*Passage for review*:
Right now, virtual rave and virtual fashion are at a fledgling stage of development that only hints at what’s to come. The next wave of innovation will involve video games and apps specifically designed for live music. This platform will offer an infinite range of ways to style and modify your appearance, while also enabling the feeding of audio directly into the game and to other players. Like an amusement park, there will be a delicious excess of simultaneous events — museum-sized art shows, branded fashion shoots, exclusive music video premieres, influencer meet-and-greets, addicting mini-games — all of which you can enjoy while listening to the music. The experience will be interactive and ever-evolving, sending you surging through snowy taigas and underwater temples that sparkle in sync with the beat of the track. Most likely, it will integrate a combination of AR and VR to enhance its realism, and use 3D scanning and modeling to allow you to put yourself, as a 3D figure, directly inside the game experience with shocking realism. It might even involve a coordinated merger of the physical and digital worlds: a concert happening online and in-person at once. The physical space would live-stream the in-game activity on a giant screen — a jumbotron — and players in the game would do things to affect the concert space. And vice versa. There would be a completely two-way cross-contamination between the real and the virtual, a true back-and-forth.

For club owners and app creators, the challenge will be to create a loyal base out of fleeting visitors, who are less concerned about the club’s ethos and more about simply having an amusing activity to do with their friends while locked indoors. Given the overload of options on offer, there’s no impetus to stay at one event for an entire evening. Accompanied by a friend from another continent, you can hit up a noise-rock Minecraft concert, then slide into an electro-pop Zoom function 10 minutes later. Everything is flexible and customized to individual impulse.

*Exercise aim*: For each statement, answer yes or no on whether it agrees with the passage on virtual raves, and quote the words of the passage that decide it. 1. Virtual rave and virtual fashion are already fully developed. 2. A physical concert space would live-stream the in-game activity on a giant screen. 3. Visitors have a strong reason to stay at one event for the whole evening.

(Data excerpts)
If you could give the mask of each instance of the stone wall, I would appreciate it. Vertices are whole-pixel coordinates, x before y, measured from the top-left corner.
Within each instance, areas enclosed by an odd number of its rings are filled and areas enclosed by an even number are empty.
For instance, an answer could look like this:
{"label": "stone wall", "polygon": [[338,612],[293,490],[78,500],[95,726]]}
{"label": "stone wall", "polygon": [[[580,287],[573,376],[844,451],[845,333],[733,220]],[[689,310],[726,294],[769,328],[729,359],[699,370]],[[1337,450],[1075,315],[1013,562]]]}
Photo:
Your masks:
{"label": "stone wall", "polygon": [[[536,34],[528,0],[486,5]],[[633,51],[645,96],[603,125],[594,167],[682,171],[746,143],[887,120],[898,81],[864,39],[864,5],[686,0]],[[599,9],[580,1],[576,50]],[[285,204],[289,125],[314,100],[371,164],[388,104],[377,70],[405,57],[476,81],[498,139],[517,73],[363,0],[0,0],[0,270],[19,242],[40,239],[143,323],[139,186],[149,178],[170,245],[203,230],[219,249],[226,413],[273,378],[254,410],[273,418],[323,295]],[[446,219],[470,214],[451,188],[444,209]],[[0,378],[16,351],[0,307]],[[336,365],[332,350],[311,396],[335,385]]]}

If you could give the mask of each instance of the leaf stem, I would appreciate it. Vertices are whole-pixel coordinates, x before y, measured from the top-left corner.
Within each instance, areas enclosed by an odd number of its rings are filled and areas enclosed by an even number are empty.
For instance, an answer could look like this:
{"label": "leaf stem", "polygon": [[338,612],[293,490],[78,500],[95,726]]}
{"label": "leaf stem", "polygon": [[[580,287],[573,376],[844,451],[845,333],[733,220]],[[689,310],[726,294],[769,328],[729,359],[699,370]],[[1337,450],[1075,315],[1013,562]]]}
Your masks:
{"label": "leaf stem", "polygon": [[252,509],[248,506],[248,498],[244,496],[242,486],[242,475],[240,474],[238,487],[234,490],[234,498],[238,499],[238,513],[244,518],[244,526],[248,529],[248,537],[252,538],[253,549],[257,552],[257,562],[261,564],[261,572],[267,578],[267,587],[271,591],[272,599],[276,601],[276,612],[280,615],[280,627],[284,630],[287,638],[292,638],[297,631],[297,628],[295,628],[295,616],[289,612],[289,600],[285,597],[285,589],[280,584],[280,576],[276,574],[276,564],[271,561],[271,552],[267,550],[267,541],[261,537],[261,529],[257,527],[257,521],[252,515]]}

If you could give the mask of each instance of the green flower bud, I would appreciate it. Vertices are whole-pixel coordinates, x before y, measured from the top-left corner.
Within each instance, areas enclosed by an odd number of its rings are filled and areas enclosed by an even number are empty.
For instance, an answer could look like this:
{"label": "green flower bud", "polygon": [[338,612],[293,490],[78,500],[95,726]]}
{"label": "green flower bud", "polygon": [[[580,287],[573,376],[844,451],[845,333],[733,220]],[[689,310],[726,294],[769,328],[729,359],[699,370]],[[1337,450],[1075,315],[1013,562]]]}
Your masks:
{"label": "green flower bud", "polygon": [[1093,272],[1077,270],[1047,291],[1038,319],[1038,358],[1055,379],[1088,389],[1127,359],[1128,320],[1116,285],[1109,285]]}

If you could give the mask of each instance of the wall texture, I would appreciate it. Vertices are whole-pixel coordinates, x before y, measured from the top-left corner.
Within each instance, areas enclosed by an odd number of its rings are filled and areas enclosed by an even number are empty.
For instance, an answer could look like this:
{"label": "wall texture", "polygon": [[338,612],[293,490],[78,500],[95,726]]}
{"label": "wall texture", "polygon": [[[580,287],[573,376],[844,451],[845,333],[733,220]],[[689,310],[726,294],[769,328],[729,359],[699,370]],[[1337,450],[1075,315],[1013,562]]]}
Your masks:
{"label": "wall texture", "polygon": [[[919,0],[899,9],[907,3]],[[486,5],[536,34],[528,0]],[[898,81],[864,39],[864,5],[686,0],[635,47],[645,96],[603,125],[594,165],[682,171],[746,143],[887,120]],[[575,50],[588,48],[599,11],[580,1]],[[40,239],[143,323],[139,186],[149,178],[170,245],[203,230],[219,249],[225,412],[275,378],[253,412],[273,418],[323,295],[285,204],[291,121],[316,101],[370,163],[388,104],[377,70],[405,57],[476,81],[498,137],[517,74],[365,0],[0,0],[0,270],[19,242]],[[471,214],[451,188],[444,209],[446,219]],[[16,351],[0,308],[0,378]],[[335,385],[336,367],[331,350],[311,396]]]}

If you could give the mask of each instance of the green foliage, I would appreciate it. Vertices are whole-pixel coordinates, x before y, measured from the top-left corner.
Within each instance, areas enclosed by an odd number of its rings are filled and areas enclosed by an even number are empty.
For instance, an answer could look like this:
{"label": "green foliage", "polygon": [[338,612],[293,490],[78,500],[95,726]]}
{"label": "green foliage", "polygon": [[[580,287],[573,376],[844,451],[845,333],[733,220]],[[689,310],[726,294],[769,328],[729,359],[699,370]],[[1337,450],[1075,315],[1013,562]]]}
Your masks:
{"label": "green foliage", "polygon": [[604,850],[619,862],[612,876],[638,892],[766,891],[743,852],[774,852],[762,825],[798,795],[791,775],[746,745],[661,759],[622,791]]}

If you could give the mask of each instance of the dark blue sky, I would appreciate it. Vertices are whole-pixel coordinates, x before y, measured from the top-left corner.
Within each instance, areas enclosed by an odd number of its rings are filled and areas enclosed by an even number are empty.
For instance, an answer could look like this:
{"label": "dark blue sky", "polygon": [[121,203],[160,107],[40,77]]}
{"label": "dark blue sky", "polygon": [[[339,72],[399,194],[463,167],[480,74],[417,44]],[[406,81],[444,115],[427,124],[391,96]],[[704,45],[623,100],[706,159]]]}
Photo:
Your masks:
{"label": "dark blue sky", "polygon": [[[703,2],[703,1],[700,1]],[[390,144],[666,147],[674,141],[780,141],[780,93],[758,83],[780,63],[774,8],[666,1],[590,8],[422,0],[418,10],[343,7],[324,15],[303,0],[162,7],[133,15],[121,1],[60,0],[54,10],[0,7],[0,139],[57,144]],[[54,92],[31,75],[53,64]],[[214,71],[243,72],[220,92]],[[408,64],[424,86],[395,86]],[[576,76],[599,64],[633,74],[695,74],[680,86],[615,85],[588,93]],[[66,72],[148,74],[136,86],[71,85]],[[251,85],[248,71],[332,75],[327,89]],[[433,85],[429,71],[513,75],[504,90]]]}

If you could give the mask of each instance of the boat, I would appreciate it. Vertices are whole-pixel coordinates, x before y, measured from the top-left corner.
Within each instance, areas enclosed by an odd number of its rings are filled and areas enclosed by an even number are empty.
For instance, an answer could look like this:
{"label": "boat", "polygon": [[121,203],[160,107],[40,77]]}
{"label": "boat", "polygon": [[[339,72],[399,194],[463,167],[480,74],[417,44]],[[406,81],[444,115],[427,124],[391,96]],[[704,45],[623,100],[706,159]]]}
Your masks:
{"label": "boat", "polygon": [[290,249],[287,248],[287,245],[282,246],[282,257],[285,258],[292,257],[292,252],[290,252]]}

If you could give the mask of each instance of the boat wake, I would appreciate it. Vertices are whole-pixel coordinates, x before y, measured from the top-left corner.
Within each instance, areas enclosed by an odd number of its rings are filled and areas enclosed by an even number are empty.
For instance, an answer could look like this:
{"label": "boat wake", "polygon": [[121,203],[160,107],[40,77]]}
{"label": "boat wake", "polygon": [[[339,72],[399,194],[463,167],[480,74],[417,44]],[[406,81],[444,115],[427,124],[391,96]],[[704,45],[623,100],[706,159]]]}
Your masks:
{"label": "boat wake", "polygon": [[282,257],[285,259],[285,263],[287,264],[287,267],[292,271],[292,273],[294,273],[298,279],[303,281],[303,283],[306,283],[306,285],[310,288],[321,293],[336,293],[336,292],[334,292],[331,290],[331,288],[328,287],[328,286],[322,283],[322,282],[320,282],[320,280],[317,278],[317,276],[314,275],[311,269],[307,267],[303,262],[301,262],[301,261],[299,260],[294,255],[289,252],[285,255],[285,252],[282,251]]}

*Your response*:
1. No: "Right now, virtual rave and virtual fashion are at a fledgling stage of development that only hints at what’s to come."
2. Yes: "The physical space would live-stream the in-game activity on a giant screen — a jumbotron"
3. No: "there’s no impetus to stay at one event for an entire evening"